### O PEDIDO:
Redimensione o trecho do material que começa na linha que contém "[indicate] the white knit" e termina no fim do material, reproduzindo todas as linhas, inclusive as solicitações. Multiplique por 0,25 apenas as coordenadas das respostas e arredonde cada uma para número inteiro, com metades para cima.

**** MATERIAL FORNECIDO

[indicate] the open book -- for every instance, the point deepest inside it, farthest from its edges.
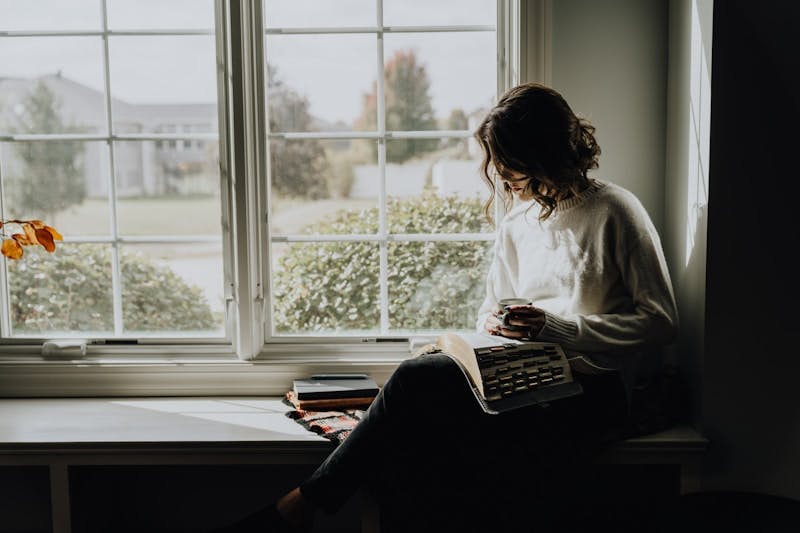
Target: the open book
(506, 374)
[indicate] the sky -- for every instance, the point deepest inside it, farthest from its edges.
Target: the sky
(161, 69)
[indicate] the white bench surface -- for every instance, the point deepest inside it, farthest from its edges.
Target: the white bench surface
(257, 423)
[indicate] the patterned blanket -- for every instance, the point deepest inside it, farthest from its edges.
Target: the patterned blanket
(333, 425)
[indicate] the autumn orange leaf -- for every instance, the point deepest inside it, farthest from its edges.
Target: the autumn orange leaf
(56, 235)
(11, 249)
(33, 232)
(46, 240)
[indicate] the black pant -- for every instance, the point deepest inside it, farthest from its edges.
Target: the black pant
(437, 462)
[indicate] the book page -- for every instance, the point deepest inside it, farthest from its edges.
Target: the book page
(462, 350)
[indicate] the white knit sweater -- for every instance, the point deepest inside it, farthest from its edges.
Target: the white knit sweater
(596, 267)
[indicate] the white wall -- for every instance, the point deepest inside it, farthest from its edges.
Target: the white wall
(688, 123)
(609, 60)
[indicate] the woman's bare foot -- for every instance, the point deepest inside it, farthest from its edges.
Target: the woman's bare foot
(296, 510)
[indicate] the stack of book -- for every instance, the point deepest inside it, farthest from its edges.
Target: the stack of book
(332, 392)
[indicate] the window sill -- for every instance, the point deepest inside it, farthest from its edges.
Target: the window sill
(179, 376)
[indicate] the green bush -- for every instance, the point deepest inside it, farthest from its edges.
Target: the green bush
(71, 290)
(431, 285)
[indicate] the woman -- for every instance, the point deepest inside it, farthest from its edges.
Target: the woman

********

### RESPOSTA DO EXERCÍCIO:
[indicate] the white knit sweater -- for every instance, the point deepest inside it, farthest from its edges.
Target: the white knit sweater
(149, 67)
[indicate] the white wall -- for every instance, the point deepest inside it, farthest from its edges.
Target: the white wall
(172, 31)
(152, 15)
[indicate] the woman's bare foot -- for every instance, the point deepest inside it, farthest from its edges.
Target: the woman's bare foot
(74, 128)
[indicate] the stack of book -- for every instance, the point deepest inside it, farthest from its edges.
Target: the stack of book
(83, 98)
[indicate] the window sill -- for every instance, the point deepest inside it, farthest from its edges.
Target: the window sill
(45, 94)
[indicate] the green bush -- for every instance, the point deepest inside it, farthest from its edges.
Target: the green bush
(18, 73)
(108, 71)
[indicate] the woman -- for every instance, the point deepest inside it, farthest from its edges.
Target: the woman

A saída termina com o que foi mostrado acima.